## TASK STATEMENT
Copy every item below line for line, without any changes, and leave the pictures out of your answer.

[Region segmentation data]
====

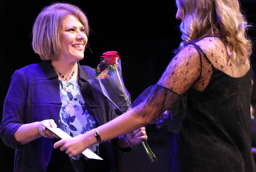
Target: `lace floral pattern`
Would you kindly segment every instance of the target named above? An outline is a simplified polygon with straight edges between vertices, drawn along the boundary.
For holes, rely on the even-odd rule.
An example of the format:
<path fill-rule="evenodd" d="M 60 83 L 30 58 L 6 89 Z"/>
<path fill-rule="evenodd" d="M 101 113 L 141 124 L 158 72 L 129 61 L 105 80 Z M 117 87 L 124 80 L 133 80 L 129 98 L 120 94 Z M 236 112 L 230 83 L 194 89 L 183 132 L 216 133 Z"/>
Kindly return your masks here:
<path fill-rule="evenodd" d="M 203 92 L 210 81 L 213 69 L 234 78 L 244 76 L 250 68 L 249 59 L 244 62 L 234 61 L 223 42 L 220 37 L 206 37 L 180 48 L 157 84 L 146 90 L 134 103 L 133 107 L 140 107 L 134 108 L 136 114 L 146 120 L 153 118 L 155 121 L 166 118 L 166 114 L 172 115 L 171 117 L 167 116 L 169 120 L 183 119 L 186 111 L 187 91 L 191 88 Z M 180 126 L 175 128 L 171 130 L 178 131 Z"/>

====

## OUTPUT BELOW
Target: `lace floral pattern`
Would you kindly segment every instance of the target named above? An outline is a simplified polygon with straight edges between vertices, drawn along the boundary.
For holes, rely on the even-odd rule.
An example of the format:
<path fill-rule="evenodd" d="M 60 83 L 30 58 L 6 89 Z"/>
<path fill-rule="evenodd" d="M 101 113 L 141 124 L 158 72 L 129 61 L 105 80 Z M 117 87 L 124 80 L 133 80 L 129 98 L 120 94 Z M 236 112 L 230 83 L 194 89 L 183 132 L 216 133 Z"/>
Kindly return your masks here:
<path fill-rule="evenodd" d="M 203 92 L 210 81 L 213 69 L 234 78 L 244 76 L 250 68 L 249 59 L 244 62 L 234 61 L 223 42 L 220 37 L 206 37 L 180 48 L 157 84 L 146 90 L 134 103 L 133 107 L 140 107 L 134 108 L 136 114 L 146 120 L 153 118 L 155 121 L 166 118 L 166 114 L 172 115 L 171 117 L 167 116 L 169 120 L 183 119 L 186 111 L 187 91 L 191 88 Z M 180 126 L 175 128 L 171 130 L 178 131 Z"/>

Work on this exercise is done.